Task description —
Answer these questions about the social work case:
(a) Where is the women's clothing store where Alex worked?
(b) What reason was Alex given when the local organization turned her away for counseling?
(c) Where did the hospital social worker meet Alex?

--- Reading passage ---

Social Work

Alex is a 29 year old living in Kelowna who has identified as female since a very young age, despite being born male. She began the transition process three years ago by dressing in traditionally women’s clothing, growing her hair long, and wearing makeup. In collaboration with her compassionate and knowledgeable family doctor, she takes hormones and is on a wait list to complete the various sexual reassignment surgeries in Vancouver. She has a few good friends who support her and she believes this is all she needs. When she decided to start her transition, Alex told her parents: unfortunately, they could not understand her decision and told her “call us when you have your head on straight again.” She has not heard from them since. Her parents told her sister, Lisa, and while Lisa keeps in contact, she continues to refer to Alex using male pronouns. Lisa also keeps asking Alex if perhaps she is “just gay” and wants to be able to date men “without people staring.” Alex works at a women’s clothing store in Orchard Park mall. Although she has worked there for three years, she does not feel safe telling her coworkers personal details about her life. While Alex was on her lunch break recently, her hormone pill bottle fell out of her purse and was found by a coworker. The coworker confronted her and asked what the pills were for. Alex told her it was none of her business and took them back. A week later, she was fired. Alex’s boss wouldn’t give her a straight answer about why she was being let go, but as she was packing her things, she overheard the boss say, “We can’t have freaks working here.” Alex became depressed in the months following her job loss. She found a lower paying job at a Dollar Store but does not enjoy it nearly as much as working with clothes. She has isolated herself more from friends and is counting down the days until her first surgery. Alex approached a local organization for counseling to deal with her depression: however, after explaining her situation, she was told the services are only for women. You are a hospital social worker and meet Alex in the Emergency Room late one night: she tells you she was considering suicide and needed to come to a safe place.

1. What are some of Alex’s strengths? How might you use these strengths to help her now? 2. What other supports (formal or informal) might help Alex? 3. What are some structural issues impacting this case? How are they relevant to Alex’s experience? 4. What community approaches need to be taken to help people understand transgendered individuals?

--- The data ---

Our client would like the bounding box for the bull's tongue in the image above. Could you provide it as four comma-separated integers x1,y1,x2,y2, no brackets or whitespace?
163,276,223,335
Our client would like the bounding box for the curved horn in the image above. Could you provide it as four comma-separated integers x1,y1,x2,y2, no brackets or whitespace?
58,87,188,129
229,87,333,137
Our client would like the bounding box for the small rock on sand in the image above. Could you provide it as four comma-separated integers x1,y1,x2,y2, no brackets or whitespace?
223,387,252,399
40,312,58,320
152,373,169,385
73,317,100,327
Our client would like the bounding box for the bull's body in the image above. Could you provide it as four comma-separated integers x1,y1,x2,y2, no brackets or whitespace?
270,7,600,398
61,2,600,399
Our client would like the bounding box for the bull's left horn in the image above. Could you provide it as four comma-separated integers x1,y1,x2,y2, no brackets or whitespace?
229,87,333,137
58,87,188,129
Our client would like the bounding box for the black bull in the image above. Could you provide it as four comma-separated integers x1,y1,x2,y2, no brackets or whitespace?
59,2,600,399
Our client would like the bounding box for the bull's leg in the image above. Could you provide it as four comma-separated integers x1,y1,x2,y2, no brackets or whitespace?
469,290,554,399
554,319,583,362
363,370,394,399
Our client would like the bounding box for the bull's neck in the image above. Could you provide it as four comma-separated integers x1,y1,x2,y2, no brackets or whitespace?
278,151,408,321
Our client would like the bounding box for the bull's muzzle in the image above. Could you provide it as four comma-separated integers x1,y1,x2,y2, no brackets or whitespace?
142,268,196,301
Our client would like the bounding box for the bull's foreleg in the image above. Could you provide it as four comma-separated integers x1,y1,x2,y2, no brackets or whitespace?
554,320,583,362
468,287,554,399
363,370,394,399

---

Answer to this problem —
(a) In Orchard Park mall.
(b) The services are only for women.
(c) In the Emergency Room, late one night.